Supplied records —
———

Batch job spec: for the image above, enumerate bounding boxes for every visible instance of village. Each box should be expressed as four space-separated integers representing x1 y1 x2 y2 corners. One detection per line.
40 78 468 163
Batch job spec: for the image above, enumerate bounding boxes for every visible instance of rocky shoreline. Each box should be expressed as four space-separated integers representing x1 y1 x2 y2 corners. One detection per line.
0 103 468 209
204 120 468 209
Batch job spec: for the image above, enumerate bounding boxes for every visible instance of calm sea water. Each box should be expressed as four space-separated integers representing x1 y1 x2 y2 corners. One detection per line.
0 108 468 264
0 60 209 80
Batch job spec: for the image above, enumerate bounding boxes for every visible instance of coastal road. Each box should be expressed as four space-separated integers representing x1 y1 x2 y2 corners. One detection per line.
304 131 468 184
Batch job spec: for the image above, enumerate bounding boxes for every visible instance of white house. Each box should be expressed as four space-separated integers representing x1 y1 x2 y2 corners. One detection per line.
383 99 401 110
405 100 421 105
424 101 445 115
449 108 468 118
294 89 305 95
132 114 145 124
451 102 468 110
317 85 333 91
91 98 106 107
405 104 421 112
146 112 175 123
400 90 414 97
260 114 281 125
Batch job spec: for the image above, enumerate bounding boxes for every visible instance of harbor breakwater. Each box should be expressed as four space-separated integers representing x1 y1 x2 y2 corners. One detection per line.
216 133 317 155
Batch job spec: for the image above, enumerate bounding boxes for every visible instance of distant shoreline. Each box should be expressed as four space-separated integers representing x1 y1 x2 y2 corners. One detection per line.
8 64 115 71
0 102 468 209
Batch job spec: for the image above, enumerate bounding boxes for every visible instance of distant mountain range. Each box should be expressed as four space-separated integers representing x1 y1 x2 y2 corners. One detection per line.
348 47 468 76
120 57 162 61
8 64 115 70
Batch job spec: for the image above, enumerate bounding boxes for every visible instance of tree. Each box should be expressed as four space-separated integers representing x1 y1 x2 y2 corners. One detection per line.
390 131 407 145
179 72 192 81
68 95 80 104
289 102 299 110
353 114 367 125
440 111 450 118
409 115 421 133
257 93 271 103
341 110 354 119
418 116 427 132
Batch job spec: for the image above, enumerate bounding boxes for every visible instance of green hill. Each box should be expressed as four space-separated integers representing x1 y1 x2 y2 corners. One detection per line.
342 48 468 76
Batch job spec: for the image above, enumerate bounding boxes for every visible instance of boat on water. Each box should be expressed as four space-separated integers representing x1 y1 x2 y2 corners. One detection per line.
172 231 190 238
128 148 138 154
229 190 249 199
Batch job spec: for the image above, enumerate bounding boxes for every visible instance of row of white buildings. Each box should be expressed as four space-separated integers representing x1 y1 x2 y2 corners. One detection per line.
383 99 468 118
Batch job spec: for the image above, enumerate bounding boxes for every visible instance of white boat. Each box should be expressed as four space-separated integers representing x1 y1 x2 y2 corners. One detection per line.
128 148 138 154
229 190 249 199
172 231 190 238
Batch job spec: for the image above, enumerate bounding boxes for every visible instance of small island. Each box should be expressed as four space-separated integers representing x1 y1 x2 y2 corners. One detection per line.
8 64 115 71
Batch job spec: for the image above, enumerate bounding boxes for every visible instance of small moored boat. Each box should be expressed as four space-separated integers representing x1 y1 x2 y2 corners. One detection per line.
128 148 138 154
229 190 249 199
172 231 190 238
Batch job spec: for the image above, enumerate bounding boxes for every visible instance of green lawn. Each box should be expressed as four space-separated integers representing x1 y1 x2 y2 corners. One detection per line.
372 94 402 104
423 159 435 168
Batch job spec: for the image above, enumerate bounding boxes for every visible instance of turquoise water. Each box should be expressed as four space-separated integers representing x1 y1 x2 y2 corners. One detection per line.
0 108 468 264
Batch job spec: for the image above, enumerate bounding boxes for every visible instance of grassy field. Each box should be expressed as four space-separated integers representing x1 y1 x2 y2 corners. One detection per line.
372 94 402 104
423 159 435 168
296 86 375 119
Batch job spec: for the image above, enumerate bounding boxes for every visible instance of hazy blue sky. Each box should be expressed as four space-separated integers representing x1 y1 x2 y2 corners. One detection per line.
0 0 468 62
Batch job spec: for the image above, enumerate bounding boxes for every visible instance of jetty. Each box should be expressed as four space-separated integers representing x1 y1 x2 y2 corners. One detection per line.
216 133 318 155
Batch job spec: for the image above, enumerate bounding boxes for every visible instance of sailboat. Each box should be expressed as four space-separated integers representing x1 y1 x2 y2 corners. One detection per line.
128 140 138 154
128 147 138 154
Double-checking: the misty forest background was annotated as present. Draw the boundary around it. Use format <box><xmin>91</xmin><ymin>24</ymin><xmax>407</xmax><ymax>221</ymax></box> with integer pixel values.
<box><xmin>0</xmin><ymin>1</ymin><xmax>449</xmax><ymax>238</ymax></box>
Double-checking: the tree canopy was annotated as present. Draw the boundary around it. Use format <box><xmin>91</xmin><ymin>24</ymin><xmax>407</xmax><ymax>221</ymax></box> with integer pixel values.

———

Exercise details —
Update the lines from the one with "instance of jetty." through the end of the entries, changing "sailboat" to "fishing boat" and keeping everything else the same. Write out only those lines.

Answer to this problem —
Batch job spec: for the image above, enumerate bounding boxes for every visible instance of jetty. Each box should be expressed as four space-separated integers representing x1 y1 x2 y2 corners. One detection per line.
216 133 318 155
Batch job spec: for the image above, enumerate bounding boxes for every visible instance of fishing boat. Each box should be expressed as four space-separated integers representing x1 y1 x2 y2 corners. One detection per line.
128 140 138 154
128 147 138 154
Double-checking: the misty forest background was annotated as present. Draw the boundary around it. Use format <box><xmin>91</xmin><ymin>24</ymin><xmax>407</xmax><ymax>221</ymax></box> with integer pixel values.
<box><xmin>0</xmin><ymin>1</ymin><xmax>449</xmax><ymax>238</ymax></box>
Double-checking: the tree canopy was annotated as present. Draw the boundary around it. Use format <box><xmin>91</xmin><ymin>24</ymin><xmax>407</xmax><ymax>221</ymax></box> with integer pixel values.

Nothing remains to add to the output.